No lo hice queriendo pero no lo quise solucionar a conciencia. Había quedado para comerme un bagel neoyorkino con mi amiga Patricia, la que monitoriza las terrazas en un Google Maps perfecto. Le tuve que pedir un sacrificio millenial: que llegase puntual y me esperase en un punto concreto al que yo sabía llegar sin el GPS. No hay tantos puntos que cumplan esa definición.

Me había dejado el móvil, era domingo electoral. No me enteré de las primeras alertas, de cuando los más impacientes con la democracia acudían a las urnas. Varias veces abrí la cremallera de mi bolso en busca del dichoso teléfono, pero antes de que me diera un ataque de pánico al pensar que lo había perdido, recordaba que se había quedado en casa, en la mesita, cargando.

Tuve que espiar los relojes ajenos, buscando una referencia temporal sobre si era yo la que llegaba tarde. De todas formas, tampoco podía hacer nada. No podía enviar uno de esos “llegando” que tanto detesta el subdirector de este periódico y cualquier persona puntual que se precie. 

Como si el destino quisiera sumar algo de poesía a mi viaje en metro sin móvil y sin libro, sentó delante de mí a una mujer leyendo, la única en todo el vagón. La señora pasaba las hojas de la Biblia más rápido de lo que el tren avanzaba entre paradas. El resto consultaba su teléfono, quién sabe si mandaban mensajes, si leían una noticia de El Independiente.

**Descripción del problema:** Devuelve íntegro el fragmento sobre el domingo sin móvil, sin alterar ni una palabra.

**Datos guardados:**
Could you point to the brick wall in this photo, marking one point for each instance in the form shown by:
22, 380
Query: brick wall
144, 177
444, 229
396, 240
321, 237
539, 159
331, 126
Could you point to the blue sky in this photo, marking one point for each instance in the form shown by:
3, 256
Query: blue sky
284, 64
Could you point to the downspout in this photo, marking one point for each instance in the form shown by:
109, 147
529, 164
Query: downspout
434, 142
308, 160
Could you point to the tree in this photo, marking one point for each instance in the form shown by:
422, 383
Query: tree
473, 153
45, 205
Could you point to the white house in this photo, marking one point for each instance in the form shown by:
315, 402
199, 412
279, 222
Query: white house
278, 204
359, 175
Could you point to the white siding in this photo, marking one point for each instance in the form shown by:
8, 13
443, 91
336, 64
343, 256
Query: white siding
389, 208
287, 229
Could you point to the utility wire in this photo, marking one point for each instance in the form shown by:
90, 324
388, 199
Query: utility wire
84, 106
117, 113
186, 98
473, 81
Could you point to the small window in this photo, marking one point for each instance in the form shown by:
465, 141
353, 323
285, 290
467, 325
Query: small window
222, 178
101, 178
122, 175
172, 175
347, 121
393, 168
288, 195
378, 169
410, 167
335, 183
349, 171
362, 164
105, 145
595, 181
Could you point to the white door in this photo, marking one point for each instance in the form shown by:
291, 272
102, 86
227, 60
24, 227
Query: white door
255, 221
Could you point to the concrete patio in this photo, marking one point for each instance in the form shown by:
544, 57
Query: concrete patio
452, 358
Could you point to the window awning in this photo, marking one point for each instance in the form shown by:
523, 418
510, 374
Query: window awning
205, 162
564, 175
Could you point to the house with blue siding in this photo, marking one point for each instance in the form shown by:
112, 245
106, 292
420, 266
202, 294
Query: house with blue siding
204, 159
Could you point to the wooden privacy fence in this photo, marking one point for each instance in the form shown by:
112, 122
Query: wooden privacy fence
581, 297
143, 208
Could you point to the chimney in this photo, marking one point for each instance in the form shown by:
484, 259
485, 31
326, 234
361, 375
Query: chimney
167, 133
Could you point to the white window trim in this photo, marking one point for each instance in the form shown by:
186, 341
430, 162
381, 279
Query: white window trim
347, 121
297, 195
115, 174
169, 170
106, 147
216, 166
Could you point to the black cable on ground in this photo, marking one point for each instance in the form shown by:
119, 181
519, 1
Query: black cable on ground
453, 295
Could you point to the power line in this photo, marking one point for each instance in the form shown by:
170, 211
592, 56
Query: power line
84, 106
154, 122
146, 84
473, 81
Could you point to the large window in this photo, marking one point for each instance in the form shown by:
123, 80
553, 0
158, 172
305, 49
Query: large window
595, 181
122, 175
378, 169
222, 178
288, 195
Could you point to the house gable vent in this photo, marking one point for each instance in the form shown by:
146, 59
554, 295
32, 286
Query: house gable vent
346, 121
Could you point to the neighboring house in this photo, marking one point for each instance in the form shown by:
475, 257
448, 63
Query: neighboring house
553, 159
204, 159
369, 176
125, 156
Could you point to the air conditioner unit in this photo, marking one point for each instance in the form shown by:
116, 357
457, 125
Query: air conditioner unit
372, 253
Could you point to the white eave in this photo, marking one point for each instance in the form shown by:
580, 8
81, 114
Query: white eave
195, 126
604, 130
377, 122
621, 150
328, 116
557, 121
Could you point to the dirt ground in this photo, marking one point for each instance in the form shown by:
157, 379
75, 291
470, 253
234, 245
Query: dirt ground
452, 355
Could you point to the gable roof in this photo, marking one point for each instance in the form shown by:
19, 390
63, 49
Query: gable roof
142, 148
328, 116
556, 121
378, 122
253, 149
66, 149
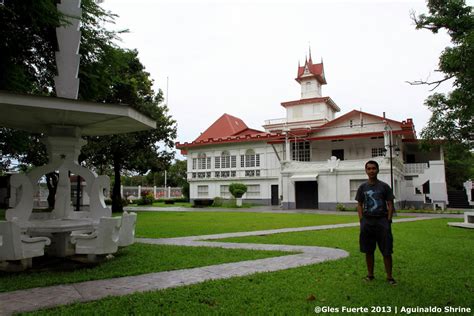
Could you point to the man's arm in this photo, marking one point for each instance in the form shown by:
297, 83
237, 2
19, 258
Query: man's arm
359, 209
390, 209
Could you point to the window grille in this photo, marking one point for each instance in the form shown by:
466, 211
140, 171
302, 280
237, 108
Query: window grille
225, 191
203, 190
354, 186
253, 190
301, 151
378, 152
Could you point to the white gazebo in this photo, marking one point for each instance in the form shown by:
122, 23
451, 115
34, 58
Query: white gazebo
63, 121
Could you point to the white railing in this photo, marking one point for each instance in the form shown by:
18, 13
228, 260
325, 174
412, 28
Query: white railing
415, 168
276, 121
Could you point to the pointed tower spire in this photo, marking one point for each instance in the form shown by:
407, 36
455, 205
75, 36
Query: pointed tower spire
310, 59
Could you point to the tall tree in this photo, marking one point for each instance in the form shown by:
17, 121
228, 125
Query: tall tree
108, 74
27, 63
452, 116
117, 76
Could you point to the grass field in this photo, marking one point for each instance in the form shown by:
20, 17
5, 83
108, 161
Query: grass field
432, 262
141, 258
178, 224
133, 260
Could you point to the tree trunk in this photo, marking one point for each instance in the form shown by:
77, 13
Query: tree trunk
116, 195
52, 183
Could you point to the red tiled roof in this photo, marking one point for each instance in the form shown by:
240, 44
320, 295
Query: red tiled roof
251, 135
226, 125
227, 129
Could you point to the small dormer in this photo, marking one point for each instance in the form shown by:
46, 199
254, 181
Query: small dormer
311, 78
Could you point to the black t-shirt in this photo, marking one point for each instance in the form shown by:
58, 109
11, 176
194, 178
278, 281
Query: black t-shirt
374, 198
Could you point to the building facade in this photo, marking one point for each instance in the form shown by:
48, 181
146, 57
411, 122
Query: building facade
312, 159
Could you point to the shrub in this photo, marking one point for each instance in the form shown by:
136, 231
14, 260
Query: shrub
125, 202
218, 201
146, 199
185, 191
237, 189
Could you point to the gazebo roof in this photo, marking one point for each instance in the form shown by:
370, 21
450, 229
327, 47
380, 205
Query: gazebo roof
39, 113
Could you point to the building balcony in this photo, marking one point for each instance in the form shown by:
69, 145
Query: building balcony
284, 124
415, 168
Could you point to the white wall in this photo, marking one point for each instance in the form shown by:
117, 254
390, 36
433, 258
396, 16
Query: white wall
353, 148
269, 169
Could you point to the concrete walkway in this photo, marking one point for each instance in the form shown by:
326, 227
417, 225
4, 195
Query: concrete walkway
37, 298
273, 209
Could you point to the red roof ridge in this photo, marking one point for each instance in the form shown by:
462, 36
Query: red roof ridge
226, 125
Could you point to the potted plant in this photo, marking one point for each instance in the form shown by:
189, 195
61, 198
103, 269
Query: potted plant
238, 190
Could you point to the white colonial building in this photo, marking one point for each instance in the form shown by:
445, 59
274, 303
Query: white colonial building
310, 158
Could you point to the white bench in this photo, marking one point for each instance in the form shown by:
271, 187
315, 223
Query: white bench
102, 241
16, 245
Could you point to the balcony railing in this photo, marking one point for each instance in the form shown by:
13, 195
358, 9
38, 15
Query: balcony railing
415, 168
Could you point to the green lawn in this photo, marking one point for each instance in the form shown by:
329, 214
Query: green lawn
432, 262
178, 224
133, 260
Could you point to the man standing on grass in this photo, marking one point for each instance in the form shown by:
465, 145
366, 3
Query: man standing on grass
375, 208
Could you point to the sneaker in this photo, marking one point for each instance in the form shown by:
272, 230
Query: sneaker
392, 281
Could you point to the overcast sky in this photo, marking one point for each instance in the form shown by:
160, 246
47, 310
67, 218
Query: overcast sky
241, 57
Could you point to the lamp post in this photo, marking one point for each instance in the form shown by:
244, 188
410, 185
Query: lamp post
390, 146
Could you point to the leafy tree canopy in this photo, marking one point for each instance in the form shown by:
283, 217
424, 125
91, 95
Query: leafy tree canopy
452, 114
452, 118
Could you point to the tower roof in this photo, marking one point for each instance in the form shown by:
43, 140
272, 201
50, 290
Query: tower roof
310, 70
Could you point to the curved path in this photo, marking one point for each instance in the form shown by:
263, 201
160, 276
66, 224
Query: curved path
37, 298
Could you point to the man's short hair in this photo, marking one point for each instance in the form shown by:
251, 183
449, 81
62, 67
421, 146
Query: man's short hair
372, 162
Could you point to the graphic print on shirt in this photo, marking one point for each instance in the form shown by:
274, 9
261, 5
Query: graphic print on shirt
371, 202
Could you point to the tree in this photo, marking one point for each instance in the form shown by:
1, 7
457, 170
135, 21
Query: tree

**Resultado:**
No lo hice queriendo pero no lo quise solucionar a conciencia. Había quedado para comerme un bagel neoyorkino con mi amiga Patricia, la que monitoriza las terrazas en un Google Maps perfecto. Le tuve que pedir un sacrificio millenial: que llegase puntual y me esperase en un punto concreto al que yo sabía llegar sin el GPS. No hay tantos puntos que cumplan esa definición.

Me había dejado el móvil, era domingo electoral. No me enteré de las primeras alertas, de cuando los más impacientes con la democracia acudían a las urnas. Varias veces abrí la cremallera de mi bolso en busca del dichoso teléfono, pero antes de que me diera un ataque de pánico al pensar que lo había perdido, recordaba que se había quedado en casa, en la mesita, cargando.

Tuve que espiar los relojes ajenos, buscando una referencia temporal sobre si era yo la que llegaba tarde. De todas formas, tampoco podía hacer nada. No podía enviar uno de esos “llegando” que tanto detesta el subdirector de este periódico y cualquier persona puntual que se precie. 

Como si el destino quisiera sumar algo de poesía a mi viaje en metro sin móvil y sin libro, sentó delante de mí a una mujer leyendo, la única en todo el vagón. La señora pasaba las hojas de la Biblia más rápido de lo que el tren avanzaba entre paradas. El resto consultaba su teléfono, quién sabe si mandaban mensajes, si leían una noticia de El Independiente.